_The exercise_
Output the material below unchanged, apart from leaving out the pictures.

** Start **

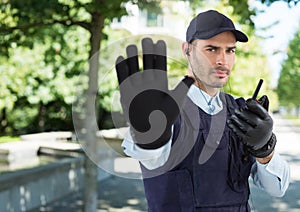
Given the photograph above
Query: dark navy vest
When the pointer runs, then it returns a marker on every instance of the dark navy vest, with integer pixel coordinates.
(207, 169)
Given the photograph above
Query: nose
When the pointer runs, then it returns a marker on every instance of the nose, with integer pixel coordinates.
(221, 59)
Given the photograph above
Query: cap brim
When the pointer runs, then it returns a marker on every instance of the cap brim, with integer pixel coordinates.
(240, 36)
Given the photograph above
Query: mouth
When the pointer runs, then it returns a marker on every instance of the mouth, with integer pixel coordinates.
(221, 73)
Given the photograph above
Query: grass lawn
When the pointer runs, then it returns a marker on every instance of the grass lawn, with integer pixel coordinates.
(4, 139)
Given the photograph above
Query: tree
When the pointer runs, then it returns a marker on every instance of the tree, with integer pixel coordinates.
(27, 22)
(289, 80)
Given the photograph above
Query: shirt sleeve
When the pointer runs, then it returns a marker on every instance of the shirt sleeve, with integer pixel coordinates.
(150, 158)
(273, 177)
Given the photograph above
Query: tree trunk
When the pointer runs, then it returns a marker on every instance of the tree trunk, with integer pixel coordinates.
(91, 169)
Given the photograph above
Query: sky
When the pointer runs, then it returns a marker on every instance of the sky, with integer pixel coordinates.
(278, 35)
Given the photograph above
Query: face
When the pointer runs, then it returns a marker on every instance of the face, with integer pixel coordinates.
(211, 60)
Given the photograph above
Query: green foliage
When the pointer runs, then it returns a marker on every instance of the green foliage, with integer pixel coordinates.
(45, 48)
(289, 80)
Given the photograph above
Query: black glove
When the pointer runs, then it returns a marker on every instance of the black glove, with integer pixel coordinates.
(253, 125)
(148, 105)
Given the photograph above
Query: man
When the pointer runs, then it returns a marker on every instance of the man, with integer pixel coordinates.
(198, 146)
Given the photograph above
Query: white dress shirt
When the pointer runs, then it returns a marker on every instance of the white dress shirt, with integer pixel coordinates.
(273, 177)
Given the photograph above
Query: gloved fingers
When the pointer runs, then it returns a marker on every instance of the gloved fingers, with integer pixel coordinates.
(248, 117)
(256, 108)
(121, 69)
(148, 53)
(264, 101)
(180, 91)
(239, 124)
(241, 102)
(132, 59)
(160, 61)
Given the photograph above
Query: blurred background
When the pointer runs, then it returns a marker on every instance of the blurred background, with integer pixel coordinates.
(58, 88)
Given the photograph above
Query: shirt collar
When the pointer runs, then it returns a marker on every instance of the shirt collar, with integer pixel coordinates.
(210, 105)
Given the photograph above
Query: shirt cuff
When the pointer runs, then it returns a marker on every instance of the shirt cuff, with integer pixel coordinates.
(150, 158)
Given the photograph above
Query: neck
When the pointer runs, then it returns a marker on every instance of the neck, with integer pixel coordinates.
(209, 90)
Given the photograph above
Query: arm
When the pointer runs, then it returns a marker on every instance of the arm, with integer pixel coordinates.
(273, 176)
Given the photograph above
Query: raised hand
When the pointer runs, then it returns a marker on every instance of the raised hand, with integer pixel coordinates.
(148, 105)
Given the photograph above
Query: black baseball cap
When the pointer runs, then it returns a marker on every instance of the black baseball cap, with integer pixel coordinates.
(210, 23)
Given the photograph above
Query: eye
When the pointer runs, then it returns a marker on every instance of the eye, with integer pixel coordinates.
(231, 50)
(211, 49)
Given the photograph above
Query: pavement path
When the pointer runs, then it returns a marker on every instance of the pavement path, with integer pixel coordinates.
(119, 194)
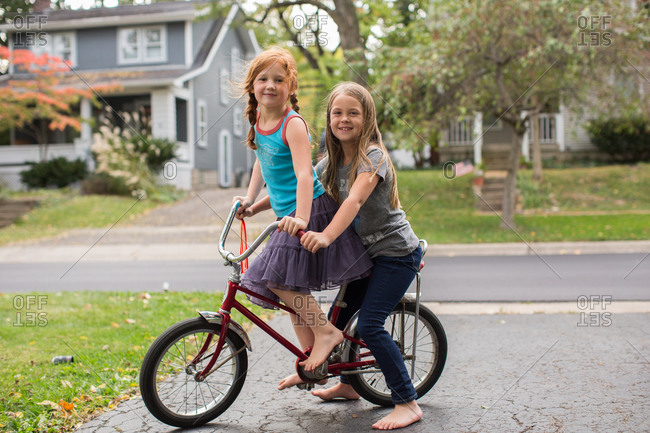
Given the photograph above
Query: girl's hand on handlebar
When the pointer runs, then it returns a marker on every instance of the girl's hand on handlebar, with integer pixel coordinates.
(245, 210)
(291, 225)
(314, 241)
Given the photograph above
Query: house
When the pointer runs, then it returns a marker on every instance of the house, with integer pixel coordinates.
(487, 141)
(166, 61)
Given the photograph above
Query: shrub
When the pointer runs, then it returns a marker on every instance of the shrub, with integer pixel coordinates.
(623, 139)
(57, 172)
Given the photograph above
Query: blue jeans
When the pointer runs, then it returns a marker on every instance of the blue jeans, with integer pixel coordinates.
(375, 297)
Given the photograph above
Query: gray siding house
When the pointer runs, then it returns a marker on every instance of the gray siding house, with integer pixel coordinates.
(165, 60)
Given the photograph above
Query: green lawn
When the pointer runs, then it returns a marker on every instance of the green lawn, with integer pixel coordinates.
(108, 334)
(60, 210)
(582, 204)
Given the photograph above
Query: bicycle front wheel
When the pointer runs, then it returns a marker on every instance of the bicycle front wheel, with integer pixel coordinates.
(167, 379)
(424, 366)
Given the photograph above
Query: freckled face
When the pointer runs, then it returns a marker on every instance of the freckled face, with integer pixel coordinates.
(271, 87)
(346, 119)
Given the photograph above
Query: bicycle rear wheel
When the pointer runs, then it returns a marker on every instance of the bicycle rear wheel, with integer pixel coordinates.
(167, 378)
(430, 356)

** End **

_Correct answer_
Given the photograph above
Query: dark navy vest
When the pointer runs, then it returns a marker on every instance of the dark navy vest, with integer pixel coordinates.
(207, 169)
Given the photograph above
Query: nose
When the pointer runs, then it returns a marker on every instance of the nose, with integer pixel coordinates.
(221, 59)
Given the photograph above
Query: cap brim
When the pointer runs, then it returns a marker on every instance of the cap brim, with integer pixel coordinates.
(240, 36)
Given the photograph above
Query: mouth
When the pointer runs, then it returns a marker on every instance of the mouth, with integer pixel coordinates.
(221, 73)
Given the photograph above
Query: grass lawn
When the pointer runs, then it returns a marker on every instance of the grass lawn, with integer pixel coordinates.
(4, 139)
Given the photograph above
Query: tree
When the pointer runs, then it returns a marker on every instance of the tree, with integer pixel coordinates.
(27, 22)
(289, 80)
Given the photograph above
Query: shirt sleeve
When the pointer runs, then it returns a marker on every instance of the shirt sleeve, with integer pixel coordinates.
(150, 158)
(273, 177)
Given the photograph above
Query: tree trunk
When the pointer runs, then it returns a marker on every instance of the tree trunk, with integer pixel coordinates.
(91, 169)
Given the photograph above
Query: sky
When the pointer runs, then it returns a marker on every instance of the sky, with integer pixel coordinates.
(278, 35)
Given the photograph above
Query: face
When the pointer runs, then it returns a marker on every instance of the face, with integer pixel coordinates.
(211, 60)
Given the photograph above
Query: green foliage
When the pointer runs, then it returns a marker on every instance of the green foliage, with integer pixel coordinates.
(45, 48)
(289, 80)
Given the photograph above
Query: black glove
When the pointer runs, then it returns a marker on every instance of the black glove, with integer pixel coordinates.
(253, 125)
(148, 105)
Given the photograph above
Query: man
When the pointer runs, then it returns a marker on every instance of the man, with integer pixel coordinates.
(198, 146)
Given the photograph above
Query: white dress shirt
When the pointer runs, then it returns a marker on every instance of the white dress shirt, with integer pixel coordinates.
(273, 177)
Given the photograph above
Query: gloved fingers
When the pointer runs, then it returns a marker on every instance of the gloved fingers, with integer pixel coordinates.
(248, 117)
(256, 108)
(121, 69)
(148, 53)
(264, 101)
(180, 91)
(239, 124)
(241, 102)
(132, 59)
(160, 61)
Given the photograph above
Query: blurred background
When the pointer runs, then it returns a marker on every instance of the blurred background, with integer pixel coordinates.
(58, 88)
Given the photograph above
Query: shirt collar
When the pointer runs, then it returns a marker on every instance of the shirt collar, with integer pixel coordinates.
(210, 105)
Given the photograph above
Query: shirt cuff
When the pointer runs, then it returns a marker on every instance of the shirt cuff, with integer pixel coordinates.
(150, 158)
Given the photograph above
Query: neck
When the pointer runs, then it returns a marker on every instance of the neck, with integer pixel coordinates.
(209, 90)
Given the photograph above
Query: arm
When the pointer runs, then it returns a marker on every instance of the arm, with integer pixel coordinates.
(273, 176)
Given the photograph above
Query: raised hand
When the pointer runs, then it returns a marker on every instance of the raised hand, with integer pixel coordinates.
(148, 105)
Given the photograph above
Query: black baseball cap
When the pointer runs, then it returns a marker on every instance of the black baseball cap, with integer pixel coordinates.
(210, 23)
Given the photograph above
Query: eye
When the pointer runs, then it returns a marker on every instance of the eye, with integer pixel coordinates.
(231, 50)
(211, 49)
Given the photograph above
Query: pavement path
When the pointer runs, then it returns a marker on every instance of the pavement path, with integer pixel coordinates.
(119, 194)
Given the photograph above
Query: girl's hand on handlebar
When the pointer runs, then it returns a marker on every instance of the girl's hand on handlebar, with integer pixel coordinates.
(245, 210)
(291, 225)
(314, 241)
Given the photograph above
Query: house
When the pointer runs, then it returns a marker on every instance of the house, with integer pixel coordinates.
(487, 141)
(166, 61)
Given the photograph above
Query: shrub
When the pointer runs, then it returns a marker on every instance of the shrub, with integer pixel coordinates.
(623, 139)
(57, 172)
Given the photograph above
Query: blue jeans
When the pointer runs, then it returns a marker on every instance of the blue jeans, with integer pixel coordinates.
(375, 297)
Given the photograph above
Query: gray siding house
When the pointer runs, then it returns a marker on every instance of the gray siding house, with integer pixel coordinates.
(165, 60)
Given the photograph above
Query: green lawn
When the pointer runs, then it returns a marker on every instance of the green lawn, with integer pixel coordinates.
(108, 334)
(60, 210)
(582, 204)
Given the photograph above
Query: bicycle front wheel
When the pointer runs, then it returns a marker on every instance of the bicycle front wheel, with integer pixel coordinates.
(167, 379)
(424, 366)
Given the photograph above
Query: freckled face
When the pointer runs, then it returns a marker on every instance of the freckled face, with integer pixel coordinates.
(271, 87)
(346, 119)
Given the photograph above
Query: bicycle rear wheel
When the pointer runs, then it returns a marker on every instance of the bicycle rear wheel, with integer pixel coordinates.
(167, 378)
(430, 356)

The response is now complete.